▶ PASSAGE SHOWN:
-=-=-=-=-
The Guardian reported on 30 August 2017, that he said, "Hitler, who killed millions of people, was no good even if his motive was right." He later retracted the remarks.

According to The Japan Times, Asō "raised eyebrows" in June 2018 when he stated that the large support towards the LDP among voters under 35 in the 2017 general election was due to that demographic being less inclined than older Japanese to read newspapers, which had been critical of Abe's handling of cronyism scandals.

In May 2018, Asō downplayed alleged sexual harassment charges against his ministry's top bureaucrat by saying that "there is no such thing as a sexual harassment charge." When asked to comment on a formal complaint submitted to his ministry on the alleged sexual harassment, Asō remarked that his "only thought was that it would have been easier to read if they used a bigger font."

In October 2021, during Asō's speech for an LDP candidate in Otaru said that Hokkaido rice "has become tastier thanks to (global) warming," also adding that the rice "used to be unsalable" but now tastier and even exported "because of higher temperatures." Additionally he made the statement that people often associate global warming and the warmer temperature it brings with it as a negative but that there can be "something good" that can come out of it.

Aso Mining forced labor controversy

In mid-2008 Asō conceded that his family's coal mine, Aso Mining Company, was alleged to have forced Allied prisoners of war to work in the mines in 1945 without pay. Western media reported that 300 prisoners, including 197 Australians, 101 British, and two Dutch, worked in the mine. Two of the Australians, John Watson and Leslie Edgar George Wilkie, died while working in the Aso mine. In addition, 10,000 Korean conscripts worked in the mine between 1939 and 1945 under severe, brutal conditions in which many of them died or were injured while receiving little pay. The company, now known as the Aso Group, is run by Asō's younger brother. Asō's wife serves on its board of directors. Asō headed the company in the 1970s before going into politics.
-=-=-=-=-
▶ ENTRIES:
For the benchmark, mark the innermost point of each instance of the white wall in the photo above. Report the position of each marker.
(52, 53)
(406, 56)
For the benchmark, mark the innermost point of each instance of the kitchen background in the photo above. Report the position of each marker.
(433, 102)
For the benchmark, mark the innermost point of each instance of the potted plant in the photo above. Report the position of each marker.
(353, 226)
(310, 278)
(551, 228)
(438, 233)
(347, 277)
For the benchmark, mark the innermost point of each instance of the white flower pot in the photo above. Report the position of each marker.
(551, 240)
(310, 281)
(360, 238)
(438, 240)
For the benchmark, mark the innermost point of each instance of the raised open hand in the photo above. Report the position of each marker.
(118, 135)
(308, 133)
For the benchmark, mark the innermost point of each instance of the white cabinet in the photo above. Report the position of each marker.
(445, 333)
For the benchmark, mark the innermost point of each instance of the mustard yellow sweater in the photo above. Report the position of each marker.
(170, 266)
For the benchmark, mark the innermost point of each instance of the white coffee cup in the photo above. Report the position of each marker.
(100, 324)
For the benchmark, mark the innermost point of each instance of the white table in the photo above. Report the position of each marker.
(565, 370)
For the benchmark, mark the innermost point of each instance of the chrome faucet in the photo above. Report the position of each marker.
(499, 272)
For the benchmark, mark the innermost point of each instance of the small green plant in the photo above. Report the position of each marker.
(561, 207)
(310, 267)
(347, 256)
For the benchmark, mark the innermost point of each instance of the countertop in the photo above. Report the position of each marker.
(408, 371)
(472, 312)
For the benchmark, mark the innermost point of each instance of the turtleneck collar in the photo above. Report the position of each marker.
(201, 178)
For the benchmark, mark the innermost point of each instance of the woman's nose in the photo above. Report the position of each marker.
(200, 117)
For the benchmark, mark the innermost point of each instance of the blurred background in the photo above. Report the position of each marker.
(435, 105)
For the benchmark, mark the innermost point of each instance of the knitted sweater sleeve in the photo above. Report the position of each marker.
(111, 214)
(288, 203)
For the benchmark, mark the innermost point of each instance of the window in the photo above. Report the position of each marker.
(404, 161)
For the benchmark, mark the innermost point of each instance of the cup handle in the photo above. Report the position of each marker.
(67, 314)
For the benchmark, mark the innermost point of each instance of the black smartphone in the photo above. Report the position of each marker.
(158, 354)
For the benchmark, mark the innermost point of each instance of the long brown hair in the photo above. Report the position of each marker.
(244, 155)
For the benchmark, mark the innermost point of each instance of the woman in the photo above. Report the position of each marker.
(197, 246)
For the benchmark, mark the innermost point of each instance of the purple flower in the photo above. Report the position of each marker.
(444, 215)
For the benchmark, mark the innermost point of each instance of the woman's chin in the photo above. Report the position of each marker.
-=-=-=-=-
▶ WORK TO DO:
(a) Reproduce the portion of the passage on Asō's remarks and controversies starting at "According to The" and ending at "of cronyism scandals.", word for word.
(b) Select each line of the listing that contains the string "background" and copy it in full.

▶ SOLUTIONS TO THE TASKS:
(a)
According to The Japan Times, Asō "raised eyebrows" in June 2018 when he stated that the large support towards the LDP among voters under 35 in the 2017 general election was due to that demographic being less inclined than older Japanese to read newspapers, which had been critical of Abe's handling of cronyism scandals.

(b)
For the benchmark, mark the innermost point of each instance of the kitchen background in the photo above. Report the position of each marker.
For the benchmark, mark the innermost point of each instance of the blurred background in the photo above. Report the position of each marker.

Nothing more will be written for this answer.